--- Text section ---

ORPHAN GPCRS – A NEW FRONTIER IN SCHIZOPHRENIA DRUG DISCOVERY

*Greg Stewart 1,2, Yao Lu 3, Sheng Yu Ang 4,5, Daisy Spark 6,7, Juulke Castelijn 8,9, Trang Pham 10,11, Michelle Camerino 12,13, Monica Langiu 14, Natalie Diepenhorst 15, Clotilde Mannoury La Cour 16, Leonid Churilov 17, Jess Nithianantharajah 18,19, Chris Langmead 20,21
PMCID: PMC11815052

Abstract

Background

Schizophrenia manifests as a broad and diverse symptomatology that creates a heterogenous patient population that responds to standard of care medicines to varying extents. The three characterised symptom domains; positive, negative and cognitive, represent, but are not limited to: hallucinations and delusions, negative affect, and impairments in learning and memory, respectively. Frontline drugs only effectively address the positive symptoms in ~70% of patients, yet it is the cognitive impairments associated with schizophrenia (CIAS) that pose the greatest hurdle to improve societal integration and quality of life. These issues culminate in a critical unmet medical need. There have been a number of clinical candidates and mechanisms that have sought to address CIAS, and all have failed. These failures point to two probable influences: 1. insufficient insight into the mechanisms capable of driving a change in disease symptoms; 2. the lack of stringent preclinical models and assays that derive endpoints similar to those tested in patients. Whilst schizophrenia standard of care medicines and investigational agents engage a number of G protein-coupled receptors (GPCRs), there remains an array of CNS-enriched orphan GPCRs that represent new opportunities as drug targets (Lu et al., 2023).

Objective

Our approach employs a holistic workflow to target validation and drug discovery through applying techniques that accelerates the process whilst increasing fidelity. We have applied structure- enabled drug design, disease-relevant pharmacology and advanced rodent models to multiple orphan GPCRs to create a global understanding of the target ranging from ligand-receptor interactions to in- depth behavioural insights.

---

▸ Required action 1
Answer these questions from the schizophrenia abstract:
(a) In about what share of patients do frontline drugs effectively address the positive symptoms?
(b) What are the three characterised symptom domains?
(c) What three things were applied to multiple orphan GPCRs?
▸ Required action 2
Rewrite the schizophrenia abstract from "Our approach employs" up to and including "depth behavioural insights.", putting "integrated workflow" in place of "holistic workflow".
▸ Required action 3
Continue the schizophrenia abstract from where it stops.
The listing has no connection to the schizophrenia abstract.

--- Data records ---

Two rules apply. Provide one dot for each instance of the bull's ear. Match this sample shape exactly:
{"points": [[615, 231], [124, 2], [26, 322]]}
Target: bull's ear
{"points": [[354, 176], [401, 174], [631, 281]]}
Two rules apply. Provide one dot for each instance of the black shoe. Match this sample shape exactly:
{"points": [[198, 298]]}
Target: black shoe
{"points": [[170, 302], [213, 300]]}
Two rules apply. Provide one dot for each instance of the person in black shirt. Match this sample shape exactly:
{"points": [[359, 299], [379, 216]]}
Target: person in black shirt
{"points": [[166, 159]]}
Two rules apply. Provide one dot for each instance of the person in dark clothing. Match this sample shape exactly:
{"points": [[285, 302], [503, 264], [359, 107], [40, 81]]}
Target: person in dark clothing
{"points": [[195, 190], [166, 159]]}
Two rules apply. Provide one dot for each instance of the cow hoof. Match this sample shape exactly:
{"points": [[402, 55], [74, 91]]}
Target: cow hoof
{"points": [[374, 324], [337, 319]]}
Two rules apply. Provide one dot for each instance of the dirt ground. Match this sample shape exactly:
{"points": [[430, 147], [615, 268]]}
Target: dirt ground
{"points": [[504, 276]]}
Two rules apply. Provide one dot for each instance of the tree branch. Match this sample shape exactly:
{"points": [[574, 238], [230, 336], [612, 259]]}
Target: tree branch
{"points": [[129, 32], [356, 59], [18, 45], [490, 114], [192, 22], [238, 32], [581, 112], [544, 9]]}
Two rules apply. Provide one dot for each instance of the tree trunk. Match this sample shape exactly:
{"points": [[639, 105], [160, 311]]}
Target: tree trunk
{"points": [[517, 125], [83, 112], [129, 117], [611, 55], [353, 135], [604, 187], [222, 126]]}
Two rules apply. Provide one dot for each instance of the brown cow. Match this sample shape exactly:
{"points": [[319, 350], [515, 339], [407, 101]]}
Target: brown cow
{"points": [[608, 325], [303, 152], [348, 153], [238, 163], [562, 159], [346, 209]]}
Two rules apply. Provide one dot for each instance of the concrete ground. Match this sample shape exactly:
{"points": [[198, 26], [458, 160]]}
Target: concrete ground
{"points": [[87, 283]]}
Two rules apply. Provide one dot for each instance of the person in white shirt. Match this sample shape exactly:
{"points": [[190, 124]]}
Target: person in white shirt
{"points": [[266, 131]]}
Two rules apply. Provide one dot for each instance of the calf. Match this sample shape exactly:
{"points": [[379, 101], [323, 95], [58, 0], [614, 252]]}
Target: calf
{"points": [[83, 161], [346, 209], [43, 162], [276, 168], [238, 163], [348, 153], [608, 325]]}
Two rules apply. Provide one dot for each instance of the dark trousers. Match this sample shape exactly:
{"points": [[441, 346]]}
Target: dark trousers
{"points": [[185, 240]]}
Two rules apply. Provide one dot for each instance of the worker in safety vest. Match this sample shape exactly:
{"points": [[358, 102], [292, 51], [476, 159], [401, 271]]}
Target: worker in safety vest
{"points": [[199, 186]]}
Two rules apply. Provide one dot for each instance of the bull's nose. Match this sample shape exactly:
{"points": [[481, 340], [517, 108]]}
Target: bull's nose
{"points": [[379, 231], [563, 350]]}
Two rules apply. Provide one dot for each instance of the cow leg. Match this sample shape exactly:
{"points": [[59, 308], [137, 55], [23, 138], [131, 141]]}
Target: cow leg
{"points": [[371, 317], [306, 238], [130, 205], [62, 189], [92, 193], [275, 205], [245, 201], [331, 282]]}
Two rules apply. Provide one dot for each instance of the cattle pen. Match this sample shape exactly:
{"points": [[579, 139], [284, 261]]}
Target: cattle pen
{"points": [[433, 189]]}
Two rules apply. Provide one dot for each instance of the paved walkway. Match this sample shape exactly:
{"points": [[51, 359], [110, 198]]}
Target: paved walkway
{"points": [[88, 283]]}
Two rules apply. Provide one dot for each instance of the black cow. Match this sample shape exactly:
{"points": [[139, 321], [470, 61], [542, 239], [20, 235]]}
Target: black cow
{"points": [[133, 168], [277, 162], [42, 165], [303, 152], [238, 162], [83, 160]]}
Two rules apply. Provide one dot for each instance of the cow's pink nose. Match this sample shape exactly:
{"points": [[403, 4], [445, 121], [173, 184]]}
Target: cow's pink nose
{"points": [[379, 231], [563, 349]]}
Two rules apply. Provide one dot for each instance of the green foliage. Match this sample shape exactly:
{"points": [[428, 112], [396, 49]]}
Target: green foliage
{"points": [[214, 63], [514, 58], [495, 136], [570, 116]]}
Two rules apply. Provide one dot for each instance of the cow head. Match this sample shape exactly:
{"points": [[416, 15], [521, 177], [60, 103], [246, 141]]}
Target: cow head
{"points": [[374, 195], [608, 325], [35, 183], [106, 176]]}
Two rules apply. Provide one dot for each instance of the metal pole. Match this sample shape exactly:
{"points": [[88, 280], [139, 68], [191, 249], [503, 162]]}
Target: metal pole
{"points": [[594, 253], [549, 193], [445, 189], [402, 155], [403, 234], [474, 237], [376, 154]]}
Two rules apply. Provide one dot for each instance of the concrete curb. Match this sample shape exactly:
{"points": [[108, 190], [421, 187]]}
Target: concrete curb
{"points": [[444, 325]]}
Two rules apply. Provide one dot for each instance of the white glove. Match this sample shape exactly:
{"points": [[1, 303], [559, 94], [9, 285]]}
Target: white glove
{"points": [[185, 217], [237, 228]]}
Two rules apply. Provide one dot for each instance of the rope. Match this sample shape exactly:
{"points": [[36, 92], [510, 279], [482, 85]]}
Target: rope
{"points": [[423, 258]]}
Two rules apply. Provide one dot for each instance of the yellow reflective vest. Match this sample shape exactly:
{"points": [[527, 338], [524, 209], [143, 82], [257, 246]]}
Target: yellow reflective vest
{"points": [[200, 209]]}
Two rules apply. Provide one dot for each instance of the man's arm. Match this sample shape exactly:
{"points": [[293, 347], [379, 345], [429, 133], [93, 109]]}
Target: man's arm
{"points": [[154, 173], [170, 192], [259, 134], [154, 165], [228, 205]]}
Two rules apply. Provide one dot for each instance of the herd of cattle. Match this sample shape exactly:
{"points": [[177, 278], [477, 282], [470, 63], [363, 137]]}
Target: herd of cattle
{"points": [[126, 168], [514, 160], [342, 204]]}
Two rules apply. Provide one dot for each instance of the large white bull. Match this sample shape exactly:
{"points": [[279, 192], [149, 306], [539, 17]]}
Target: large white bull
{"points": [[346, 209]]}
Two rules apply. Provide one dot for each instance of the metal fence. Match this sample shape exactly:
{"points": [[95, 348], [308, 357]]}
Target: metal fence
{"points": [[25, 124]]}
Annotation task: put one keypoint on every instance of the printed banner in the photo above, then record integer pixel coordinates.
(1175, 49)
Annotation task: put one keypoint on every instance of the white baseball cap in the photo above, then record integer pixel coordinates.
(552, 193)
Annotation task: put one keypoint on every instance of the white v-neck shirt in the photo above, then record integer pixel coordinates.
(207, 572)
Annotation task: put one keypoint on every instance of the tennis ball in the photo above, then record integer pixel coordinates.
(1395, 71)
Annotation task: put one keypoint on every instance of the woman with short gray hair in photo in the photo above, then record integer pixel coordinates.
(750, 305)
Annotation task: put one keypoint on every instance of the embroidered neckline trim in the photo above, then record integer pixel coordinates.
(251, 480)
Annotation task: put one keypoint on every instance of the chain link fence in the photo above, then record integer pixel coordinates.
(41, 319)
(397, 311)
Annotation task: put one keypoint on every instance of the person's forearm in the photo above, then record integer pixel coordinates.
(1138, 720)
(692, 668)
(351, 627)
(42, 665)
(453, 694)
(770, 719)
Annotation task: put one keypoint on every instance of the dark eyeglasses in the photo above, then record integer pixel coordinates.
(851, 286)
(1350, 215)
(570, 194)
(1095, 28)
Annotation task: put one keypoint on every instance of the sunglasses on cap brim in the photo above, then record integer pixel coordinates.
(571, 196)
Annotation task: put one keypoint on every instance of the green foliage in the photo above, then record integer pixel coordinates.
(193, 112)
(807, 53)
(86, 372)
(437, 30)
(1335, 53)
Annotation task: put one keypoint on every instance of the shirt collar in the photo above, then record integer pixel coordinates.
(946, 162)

---

▸ Exercise response 1
(a) About 70% of patients.
(b) Positive, negative and cognitive.
(c) Structure-enabled drug design, disease-relevant pharmacology and advanced rodent models.

▸ Exercise response 2
Our approach employs a integrated workflow to target validation and drug discovery through applying techniques that accelerates the process whilst increasing fidelity. We have applied structure- enabled drug design, disease-relevant pharmacology and advanced rodent models to multiple orphan GPCRs to create a global understanding of the target ranging from ligand-receptor interactions to in- depth behavioural insights.

▸ Exercise response 3
Method

We used cryogenic electron microscopy to generate molecular models of our target orphan GPCRs in complex with their cognate G proteins to gain molecular insights into ligand binding and G protein coupling – facilitating structure-based drug design. We applied multi-endpoint pharmacology in recombinant and primary native cells to provide granularity to ligand-mediated signalling sequalae. Finally, we overlayed these findings with a comprehensive behavioural and cognitive battery (including rodent cognition touchscreens) to provide a correlation between our ligand-receptor mechanisms and psychosis- and cognition-relevant in vivo behavioural outcomes.

Results

Application of our technical workflow has provided molecular insights to accelerate ligand optimisation and deliver ligands with distinct, signal-biased pharmacological profiles. These ligands demonstrated antipsychotic activity (reversal of hyperlocomotion) and distinct cognition-enhancing profiles in mice, across working memory and attention tasks.

Conclusions

Development of this unique workflow has allowed the deconvolving of mechanisms of ligand-receptor interactions and signalling that accelerated development of ligands that target orphan GPCRs and display antipsychotic and pro-cognitive effects in mice.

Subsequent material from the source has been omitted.